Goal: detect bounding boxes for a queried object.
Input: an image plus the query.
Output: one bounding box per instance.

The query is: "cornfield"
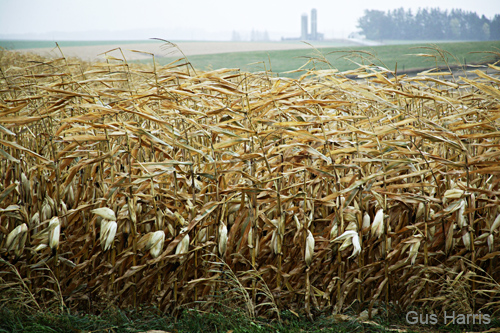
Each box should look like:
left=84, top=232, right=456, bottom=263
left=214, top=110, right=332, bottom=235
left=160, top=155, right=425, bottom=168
left=0, top=42, right=500, bottom=316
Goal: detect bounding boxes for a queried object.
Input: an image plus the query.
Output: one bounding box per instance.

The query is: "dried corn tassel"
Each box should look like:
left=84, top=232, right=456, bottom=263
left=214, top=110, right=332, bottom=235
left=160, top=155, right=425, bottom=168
left=175, top=227, right=189, bottom=254
left=5, top=223, right=28, bottom=257
left=332, top=230, right=361, bottom=259
left=101, top=220, right=117, bottom=251
left=91, top=207, right=116, bottom=221
left=48, top=216, right=61, bottom=251
left=372, top=208, right=384, bottom=238
left=219, top=223, right=227, bottom=258
left=361, top=212, right=371, bottom=234
left=305, top=230, right=315, bottom=267
left=486, top=234, right=495, bottom=252
left=490, top=214, right=500, bottom=232
left=146, top=230, right=165, bottom=258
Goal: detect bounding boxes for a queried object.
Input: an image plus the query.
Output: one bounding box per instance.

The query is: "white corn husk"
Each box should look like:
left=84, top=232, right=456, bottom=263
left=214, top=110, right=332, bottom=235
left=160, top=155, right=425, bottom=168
left=362, top=212, right=371, bottom=233
left=457, top=199, right=467, bottom=228
left=443, top=188, right=465, bottom=200
left=247, top=227, right=253, bottom=249
left=271, top=229, right=278, bottom=254
left=345, top=221, right=358, bottom=231
left=101, top=219, right=117, bottom=251
left=406, top=237, right=422, bottom=265
left=372, top=208, right=384, bottom=238
left=198, top=228, right=207, bottom=243
left=59, top=200, right=68, bottom=228
left=293, top=215, right=302, bottom=232
left=332, top=230, right=361, bottom=259
left=5, top=223, right=28, bottom=257
left=348, top=233, right=361, bottom=259
left=40, top=200, right=52, bottom=221
left=91, top=207, right=116, bottom=221
left=29, top=212, right=40, bottom=233
left=462, top=231, right=470, bottom=250
left=175, top=228, right=189, bottom=254
left=486, top=234, right=495, bottom=252
left=339, top=237, right=352, bottom=252
left=305, top=230, right=315, bottom=267
left=48, top=216, right=61, bottom=250
left=330, top=223, right=339, bottom=239
left=415, top=202, right=425, bottom=221
left=146, top=230, right=165, bottom=258
left=219, top=223, right=227, bottom=258
left=490, top=214, right=500, bottom=233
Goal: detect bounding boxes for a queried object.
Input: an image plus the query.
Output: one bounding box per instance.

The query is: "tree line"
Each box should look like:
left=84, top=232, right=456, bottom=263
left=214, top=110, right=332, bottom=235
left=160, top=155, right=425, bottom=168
left=358, top=8, right=500, bottom=40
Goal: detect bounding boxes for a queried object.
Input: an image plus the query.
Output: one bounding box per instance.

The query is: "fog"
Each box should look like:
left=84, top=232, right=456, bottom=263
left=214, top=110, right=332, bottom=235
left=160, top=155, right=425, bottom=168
left=0, top=0, right=500, bottom=40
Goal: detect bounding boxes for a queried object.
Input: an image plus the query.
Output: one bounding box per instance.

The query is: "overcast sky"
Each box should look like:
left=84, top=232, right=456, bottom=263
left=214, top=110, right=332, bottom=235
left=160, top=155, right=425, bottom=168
left=0, top=0, right=500, bottom=40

What you should do - Rewrite every line of the records above, replacing "instance" with "occurrence" and leaving everything else unchanged. Leave the pictures out.

Result -
Goal: detect bounding boxes for a queried object.
Input: an image plus the query.
Output: one bounding box per occurrence.

The query is: "cornfield"
Each box should look like:
left=84, top=232, right=456, bottom=263
left=214, top=110, right=332, bottom=235
left=160, top=155, right=425, bottom=168
left=0, top=42, right=500, bottom=316
Goal: detect bounding boxes for a queried object.
Input: an image plus the query.
Output: one bounding box per occurrence.

The query is: "dried corn tassel"
Each box should look like:
left=84, top=232, right=456, bottom=263
left=214, top=110, right=332, bottom=235
left=160, top=155, right=425, bottom=168
left=175, top=227, right=189, bottom=254
left=5, top=223, right=28, bottom=257
left=332, top=230, right=361, bottom=259
left=101, top=220, right=117, bottom=251
left=91, top=207, right=116, bottom=221
left=48, top=216, right=61, bottom=251
left=372, top=208, right=384, bottom=238
left=219, top=223, right=227, bottom=258
left=361, top=212, right=371, bottom=234
left=305, top=230, right=315, bottom=267
left=486, top=234, right=495, bottom=252
left=490, top=214, right=500, bottom=232
left=146, top=230, right=165, bottom=258
Goal: detect bounding boxes for a queried object.
Input: an image plus the query.
Output: one bounding box per occurrence.

The query is: "white corn husk"
Each box should look like:
left=84, top=232, right=456, bottom=263
left=214, top=110, right=332, bottom=235
left=160, top=155, right=425, bottom=168
left=362, top=212, right=371, bottom=233
left=457, top=199, right=467, bottom=228
left=443, top=188, right=465, bottom=200
left=247, top=227, right=253, bottom=249
left=271, top=229, right=278, bottom=254
left=345, top=221, right=358, bottom=231
left=101, top=219, right=117, bottom=251
left=406, top=237, right=422, bottom=265
left=372, top=208, right=384, bottom=238
left=198, top=228, right=207, bottom=243
left=59, top=200, right=68, bottom=228
left=293, top=215, right=302, bottom=232
left=332, top=230, right=361, bottom=259
left=5, top=223, right=28, bottom=257
left=348, top=233, right=361, bottom=259
left=40, top=200, right=52, bottom=221
left=91, top=207, right=116, bottom=221
left=29, top=212, right=40, bottom=233
left=462, top=231, right=470, bottom=250
left=175, top=228, right=189, bottom=254
left=486, top=234, right=495, bottom=252
left=339, top=237, right=352, bottom=252
left=305, top=230, right=315, bottom=267
left=48, top=216, right=61, bottom=250
left=330, top=223, right=339, bottom=239
left=415, top=202, right=425, bottom=221
left=146, top=230, right=165, bottom=258
left=219, top=223, right=227, bottom=258
left=490, top=214, right=500, bottom=233
Goal: detect bounding boxes for a queried object.
Input: an image plus the query.
Output: one bounding box per occurrence.

The query is: "tree line"
Each box should look like:
left=84, top=232, right=456, bottom=263
left=214, top=110, right=332, bottom=235
left=160, top=155, right=425, bottom=168
left=358, top=8, right=500, bottom=40
Goal: detect bounding boxes for a queried object.
Input: an image plus the query.
Output: one bounding box per occurrence.

The query is: "fog"
Each box should look like:
left=84, top=232, right=456, bottom=263
left=214, top=110, right=332, bottom=235
left=160, top=155, right=425, bottom=168
left=0, top=0, right=500, bottom=40
Goal: detect bounding boxes for a queried object.
Input: an image plus the query.
Output: one bounding box per occurrence.

The query is: "overcast sky"
Each box should look like:
left=84, top=232, right=456, bottom=263
left=214, top=110, right=332, bottom=235
left=160, top=155, right=425, bottom=168
left=0, top=0, right=500, bottom=40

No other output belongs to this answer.